● **Selected extract**:
==========

Jackie Vasquez Theodorakis made her name by running 60 feet faster than almost anyone in college softball. She was a slapper. Tap the ball toward third base and — whoosh — base hit.

In 2008, she hit .418 and was a third-team All-American.

She was so adept at slap-hitting that when Arizona State won the 2008 Women’s College World Series, Theodorakis made the all-tournament team.

“If one of my teammates had told me that someday I’d run 26 miles, I would have said they were insane,” she said Tuesday, laughing at the improbability of it.

On Monday, Theodorakis ran 26.2 miles in the Boston Marathon. It was good and bad, although “bad” is probably an exaggeration.

Because Theodorakis, a former captain of the Catalina Foothills High School softball and basketball teams, has such high standards — she had a 3.65 GPA at Arizona State, was the Pac-12’s softball Scholar-Athlete of the Year and helped the Sun Devils smash a 17-year losing streak to Arizona at Hillenbrand Stadium — hitting infamous Heartbreak Hill at mile 20 of the Boston Marathon had a dual meaning.

==========

● **Photo-based referring expression data**:
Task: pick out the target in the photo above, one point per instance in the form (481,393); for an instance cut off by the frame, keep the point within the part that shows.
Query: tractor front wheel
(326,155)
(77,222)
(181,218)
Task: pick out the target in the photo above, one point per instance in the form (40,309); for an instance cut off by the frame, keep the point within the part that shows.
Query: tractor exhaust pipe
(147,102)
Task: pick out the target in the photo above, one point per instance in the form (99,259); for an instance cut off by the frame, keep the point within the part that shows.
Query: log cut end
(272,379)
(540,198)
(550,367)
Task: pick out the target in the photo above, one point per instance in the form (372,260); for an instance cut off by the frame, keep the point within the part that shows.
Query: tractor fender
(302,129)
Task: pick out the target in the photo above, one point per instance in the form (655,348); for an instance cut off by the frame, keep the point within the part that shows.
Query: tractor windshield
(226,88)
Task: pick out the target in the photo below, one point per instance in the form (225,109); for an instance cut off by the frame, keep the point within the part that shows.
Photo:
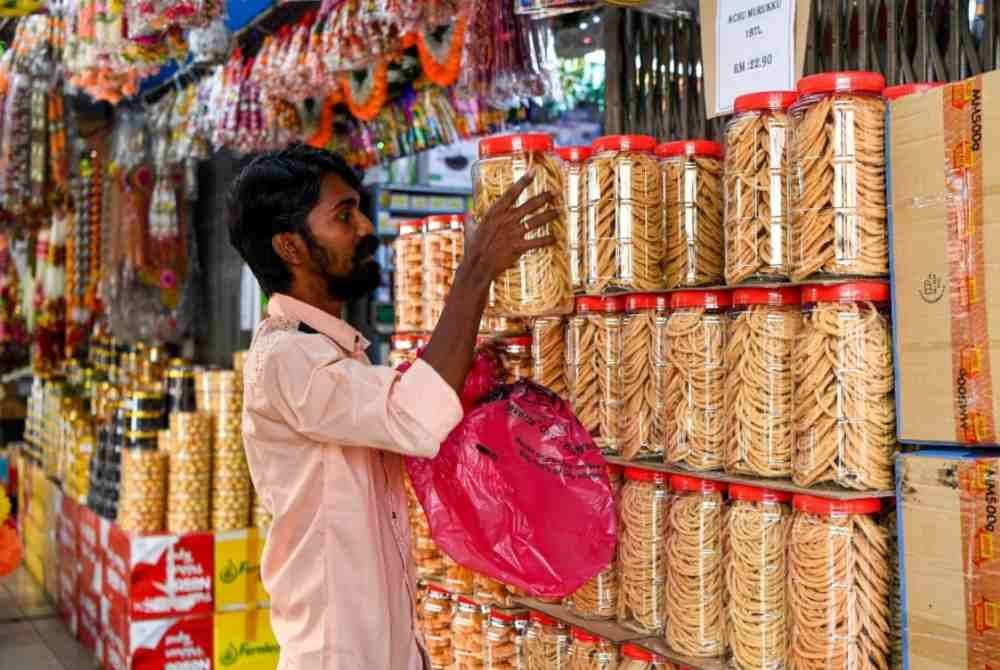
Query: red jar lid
(829,506)
(776,297)
(842,82)
(574,154)
(903,90)
(765,100)
(624,143)
(639,301)
(690,148)
(860,291)
(696,484)
(643,475)
(410,227)
(757,494)
(707,299)
(501,145)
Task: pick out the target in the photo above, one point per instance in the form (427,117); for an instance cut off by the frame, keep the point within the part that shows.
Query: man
(323,428)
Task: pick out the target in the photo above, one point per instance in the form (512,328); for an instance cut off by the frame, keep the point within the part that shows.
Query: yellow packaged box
(237,570)
(245,641)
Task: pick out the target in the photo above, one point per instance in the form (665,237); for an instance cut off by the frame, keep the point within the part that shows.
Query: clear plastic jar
(763,328)
(639,371)
(696,617)
(691,179)
(546,643)
(756,575)
(756,179)
(594,371)
(845,416)
(598,598)
(642,554)
(403,348)
(837,158)
(694,402)
(467,635)
(443,247)
(625,241)
(515,353)
(548,353)
(504,640)
(539,283)
(408,281)
(592,652)
(838,585)
(435,614)
(575,199)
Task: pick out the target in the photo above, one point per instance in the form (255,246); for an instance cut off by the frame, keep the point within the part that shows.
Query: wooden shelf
(822,491)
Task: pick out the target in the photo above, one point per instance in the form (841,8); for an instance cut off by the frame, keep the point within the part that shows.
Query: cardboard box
(159,576)
(949,544)
(945,237)
(237,570)
(245,641)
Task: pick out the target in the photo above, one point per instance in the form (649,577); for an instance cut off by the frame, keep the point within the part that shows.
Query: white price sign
(754,49)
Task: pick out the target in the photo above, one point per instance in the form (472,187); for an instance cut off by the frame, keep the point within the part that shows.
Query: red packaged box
(159,576)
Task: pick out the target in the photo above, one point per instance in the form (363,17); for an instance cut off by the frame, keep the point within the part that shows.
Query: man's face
(341,242)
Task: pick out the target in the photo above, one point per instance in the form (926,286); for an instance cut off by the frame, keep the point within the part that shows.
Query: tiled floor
(31,635)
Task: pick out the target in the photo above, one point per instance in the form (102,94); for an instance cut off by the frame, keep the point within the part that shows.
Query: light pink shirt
(324,430)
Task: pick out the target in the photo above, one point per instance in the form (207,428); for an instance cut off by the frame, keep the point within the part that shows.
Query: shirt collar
(281,305)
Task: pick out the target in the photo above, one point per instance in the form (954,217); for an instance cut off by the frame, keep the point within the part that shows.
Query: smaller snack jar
(539,282)
(408,277)
(696,617)
(694,400)
(575,199)
(546,643)
(692,204)
(845,410)
(625,241)
(838,584)
(592,652)
(757,188)
(642,551)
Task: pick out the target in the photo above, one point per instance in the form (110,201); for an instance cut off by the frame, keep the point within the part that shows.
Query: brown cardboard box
(950,559)
(944,160)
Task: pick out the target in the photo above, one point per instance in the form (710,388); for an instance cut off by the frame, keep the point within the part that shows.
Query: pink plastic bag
(520,493)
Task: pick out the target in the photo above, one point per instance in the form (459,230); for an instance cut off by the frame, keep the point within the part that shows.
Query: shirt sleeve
(329,399)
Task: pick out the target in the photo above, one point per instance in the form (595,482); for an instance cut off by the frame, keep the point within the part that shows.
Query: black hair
(274,194)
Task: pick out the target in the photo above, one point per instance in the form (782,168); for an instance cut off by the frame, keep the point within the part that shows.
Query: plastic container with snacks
(837,158)
(467,635)
(546,643)
(639,372)
(838,584)
(625,241)
(443,247)
(642,554)
(763,328)
(503,645)
(548,353)
(691,183)
(592,652)
(598,597)
(756,577)
(408,277)
(694,399)
(435,615)
(516,355)
(539,283)
(575,199)
(696,617)
(756,181)
(594,370)
(845,418)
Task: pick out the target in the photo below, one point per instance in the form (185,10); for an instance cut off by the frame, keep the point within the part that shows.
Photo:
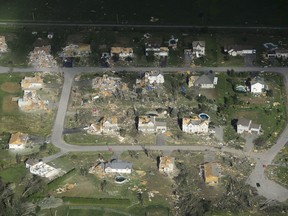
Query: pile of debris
(3,45)
(40,57)
(76,50)
(109,86)
(65,188)
(31,101)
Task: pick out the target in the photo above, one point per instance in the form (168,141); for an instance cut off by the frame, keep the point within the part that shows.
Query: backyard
(174,98)
(12,119)
(268,110)
(90,191)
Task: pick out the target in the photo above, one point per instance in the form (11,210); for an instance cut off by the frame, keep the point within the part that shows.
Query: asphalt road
(268,188)
(63,24)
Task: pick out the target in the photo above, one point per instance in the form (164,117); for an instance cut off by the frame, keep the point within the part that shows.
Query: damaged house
(151,124)
(106,125)
(196,124)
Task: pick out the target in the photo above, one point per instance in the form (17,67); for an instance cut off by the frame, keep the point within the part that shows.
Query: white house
(156,50)
(76,50)
(106,125)
(154,78)
(116,166)
(258,85)
(18,141)
(244,125)
(198,48)
(195,125)
(239,50)
(166,164)
(43,170)
(207,80)
(150,124)
(122,52)
(29,83)
(31,162)
(110,125)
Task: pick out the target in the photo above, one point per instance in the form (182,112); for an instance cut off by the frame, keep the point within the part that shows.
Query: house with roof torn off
(44,170)
(31,102)
(106,125)
(166,165)
(40,57)
(113,166)
(198,48)
(210,173)
(151,124)
(258,85)
(29,83)
(108,86)
(3,44)
(121,52)
(245,125)
(77,50)
(150,78)
(206,81)
(196,124)
(18,141)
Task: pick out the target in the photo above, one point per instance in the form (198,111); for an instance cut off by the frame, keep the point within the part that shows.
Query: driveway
(249,59)
(268,188)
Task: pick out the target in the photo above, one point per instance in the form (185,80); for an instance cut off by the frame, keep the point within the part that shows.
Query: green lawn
(259,109)
(13,174)
(11,118)
(88,139)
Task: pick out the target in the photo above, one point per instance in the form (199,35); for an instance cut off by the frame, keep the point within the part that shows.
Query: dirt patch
(9,105)
(10,87)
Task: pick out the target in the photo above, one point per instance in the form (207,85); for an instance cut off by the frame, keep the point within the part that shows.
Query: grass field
(13,174)
(279,171)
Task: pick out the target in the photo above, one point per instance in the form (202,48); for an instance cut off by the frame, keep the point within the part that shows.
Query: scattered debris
(65,188)
(3,45)
(40,57)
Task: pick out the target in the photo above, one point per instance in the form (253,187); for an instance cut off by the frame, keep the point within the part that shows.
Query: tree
(259,141)
(18,158)
(103,185)
(269,93)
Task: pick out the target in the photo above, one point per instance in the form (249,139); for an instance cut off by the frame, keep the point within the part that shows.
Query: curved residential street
(150,26)
(269,189)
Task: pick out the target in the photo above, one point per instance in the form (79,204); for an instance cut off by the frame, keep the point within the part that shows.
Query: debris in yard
(76,50)
(40,57)
(3,45)
(32,101)
(109,86)
(65,188)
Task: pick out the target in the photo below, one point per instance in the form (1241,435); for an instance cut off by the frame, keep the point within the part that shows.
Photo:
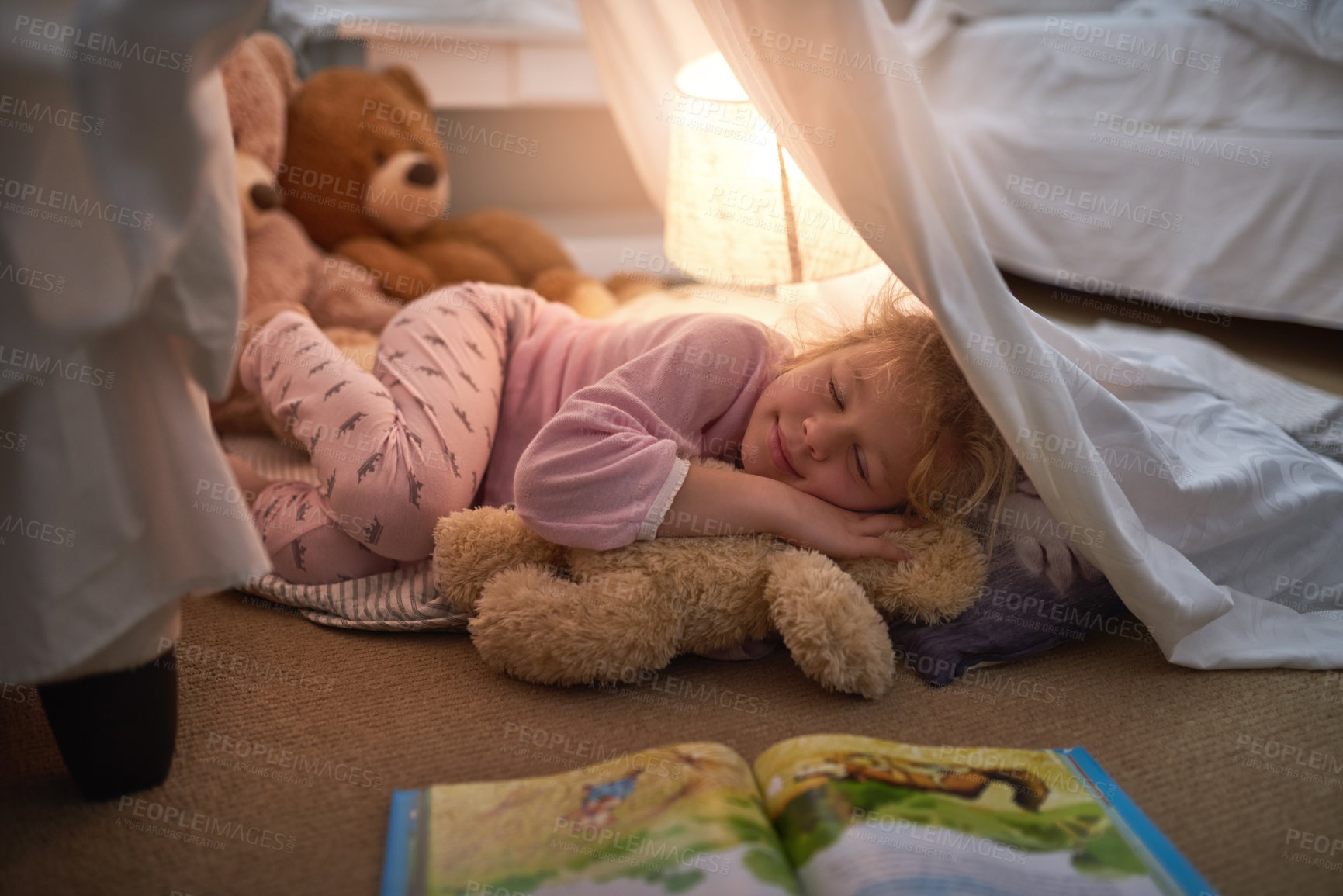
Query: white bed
(1172,152)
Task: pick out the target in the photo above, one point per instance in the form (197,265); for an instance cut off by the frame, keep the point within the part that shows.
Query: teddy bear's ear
(279,58)
(403,78)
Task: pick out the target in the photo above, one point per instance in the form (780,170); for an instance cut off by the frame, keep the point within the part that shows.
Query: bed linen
(1175,154)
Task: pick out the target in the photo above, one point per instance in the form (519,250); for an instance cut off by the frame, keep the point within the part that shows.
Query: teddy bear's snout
(424,174)
(264,196)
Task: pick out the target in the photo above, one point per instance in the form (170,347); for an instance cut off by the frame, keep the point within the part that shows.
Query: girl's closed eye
(857,451)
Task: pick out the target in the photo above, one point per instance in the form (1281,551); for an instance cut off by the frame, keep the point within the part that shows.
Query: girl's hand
(843,534)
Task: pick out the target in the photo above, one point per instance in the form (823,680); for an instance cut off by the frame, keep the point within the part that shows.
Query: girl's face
(823,431)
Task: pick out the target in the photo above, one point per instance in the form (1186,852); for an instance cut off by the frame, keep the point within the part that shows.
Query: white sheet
(102,378)
(1175,152)
(1208,559)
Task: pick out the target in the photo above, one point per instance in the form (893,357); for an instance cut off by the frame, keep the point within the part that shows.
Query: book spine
(1172,866)
(402,833)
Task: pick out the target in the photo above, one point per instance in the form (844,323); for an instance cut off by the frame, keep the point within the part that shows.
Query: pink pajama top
(598,417)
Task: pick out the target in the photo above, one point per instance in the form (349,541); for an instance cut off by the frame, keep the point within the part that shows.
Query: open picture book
(821,815)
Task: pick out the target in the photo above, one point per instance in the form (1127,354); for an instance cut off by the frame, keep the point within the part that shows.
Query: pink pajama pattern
(396,449)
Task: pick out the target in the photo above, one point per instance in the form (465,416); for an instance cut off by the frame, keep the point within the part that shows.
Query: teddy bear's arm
(399,273)
(832,631)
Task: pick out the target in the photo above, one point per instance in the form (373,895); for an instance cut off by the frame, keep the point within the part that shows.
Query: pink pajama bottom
(396,449)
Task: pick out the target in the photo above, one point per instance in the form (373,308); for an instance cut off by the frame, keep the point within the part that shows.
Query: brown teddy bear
(552,614)
(367,175)
(284,266)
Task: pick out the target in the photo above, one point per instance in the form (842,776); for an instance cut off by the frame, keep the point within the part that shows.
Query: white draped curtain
(1213,523)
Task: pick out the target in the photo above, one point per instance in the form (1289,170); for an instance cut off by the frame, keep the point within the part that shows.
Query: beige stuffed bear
(284,266)
(552,614)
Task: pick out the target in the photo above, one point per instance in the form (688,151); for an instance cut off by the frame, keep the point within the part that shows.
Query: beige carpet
(1237,767)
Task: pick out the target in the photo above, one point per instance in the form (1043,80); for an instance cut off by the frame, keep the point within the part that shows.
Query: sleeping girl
(490,395)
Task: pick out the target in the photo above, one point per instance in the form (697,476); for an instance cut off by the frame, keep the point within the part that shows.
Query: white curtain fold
(1212,523)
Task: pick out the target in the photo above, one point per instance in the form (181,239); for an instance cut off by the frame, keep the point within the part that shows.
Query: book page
(865,815)
(685,818)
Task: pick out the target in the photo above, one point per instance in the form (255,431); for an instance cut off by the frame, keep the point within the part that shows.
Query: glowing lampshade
(739,210)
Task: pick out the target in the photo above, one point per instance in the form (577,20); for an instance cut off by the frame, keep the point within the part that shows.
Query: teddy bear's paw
(534,625)
(832,631)
(470,547)
(942,579)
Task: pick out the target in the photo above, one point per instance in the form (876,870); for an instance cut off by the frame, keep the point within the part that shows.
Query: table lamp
(739,211)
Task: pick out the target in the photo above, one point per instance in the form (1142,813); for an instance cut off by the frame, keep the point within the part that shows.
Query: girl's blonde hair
(964,460)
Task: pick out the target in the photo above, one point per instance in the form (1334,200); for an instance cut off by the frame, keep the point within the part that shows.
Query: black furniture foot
(117,730)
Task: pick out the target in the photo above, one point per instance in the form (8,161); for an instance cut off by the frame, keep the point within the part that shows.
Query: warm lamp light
(739,210)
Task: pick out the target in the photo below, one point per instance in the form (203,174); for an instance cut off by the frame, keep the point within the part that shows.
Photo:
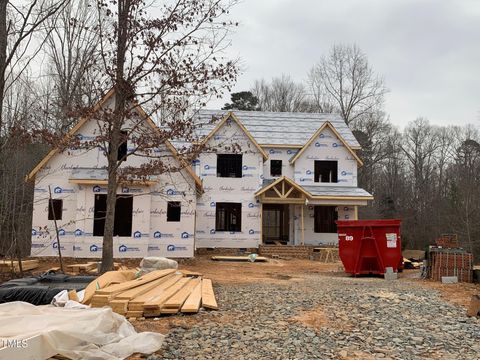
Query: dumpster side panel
(369,246)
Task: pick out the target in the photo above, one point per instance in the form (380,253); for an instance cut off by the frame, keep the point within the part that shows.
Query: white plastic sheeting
(75,333)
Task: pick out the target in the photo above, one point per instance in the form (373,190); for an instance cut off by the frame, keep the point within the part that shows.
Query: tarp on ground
(89,334)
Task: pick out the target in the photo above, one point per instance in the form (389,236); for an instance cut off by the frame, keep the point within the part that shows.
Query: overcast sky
(427,50)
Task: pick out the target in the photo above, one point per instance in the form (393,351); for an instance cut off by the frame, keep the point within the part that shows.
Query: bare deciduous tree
(282,94)
(168,63)
(344,80)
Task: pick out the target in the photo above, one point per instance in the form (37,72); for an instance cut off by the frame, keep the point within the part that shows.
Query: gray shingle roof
(336,191)
(279,128)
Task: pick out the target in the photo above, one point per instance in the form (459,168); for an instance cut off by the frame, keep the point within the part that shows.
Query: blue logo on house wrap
(176,248)
(173,192)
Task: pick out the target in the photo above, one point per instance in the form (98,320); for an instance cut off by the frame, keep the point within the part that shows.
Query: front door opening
(275,223)
(123,215)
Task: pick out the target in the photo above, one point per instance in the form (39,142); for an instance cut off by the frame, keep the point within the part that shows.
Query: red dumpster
(369,246)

==========

● **Task to complete**:
Copy out the softball-to-marathon article word for word. These rows have no connection to the article about the former college softball player who ran the Boston Marathon.

● **Task result**:
Jackie Vasquez Theodorakis made her name by running 60 feet faster than almost anyone in college softball. She was a slapper. Tap the ball toward third base and — whoosh — base hit.

In 2008, she hit .418 and was a third-team All-American.

She was so adept at slap-hitting that when Arizona State won the 2008 Women’s College World Series, Theodorakis made the all-tournament team.

“If one of my teammates had told me that someday I’d run 26 miles, I would have said they were insane,” she said Tuesday, laughing at the improbability of it.

On Monday, Theodorakis ran 26.2 miles in the Boston Marathon. It was good and bad, although “bad” is probably an exaggeration.

Because Theodorakis, a former captain of the Catalina Foothills High School softball and basketball teams, has such high standards — she had a 3.65 GPA at Arizona State, was the Pac-12’s softball Scholar-Athlete of the Year and helped the Sun Devils smash a 17-year losing streak to Arizona at Hillenbrand Stadium — hitting infamous Heartbreak Hill at mile 20 of the Boston Marathon had a dual meaning.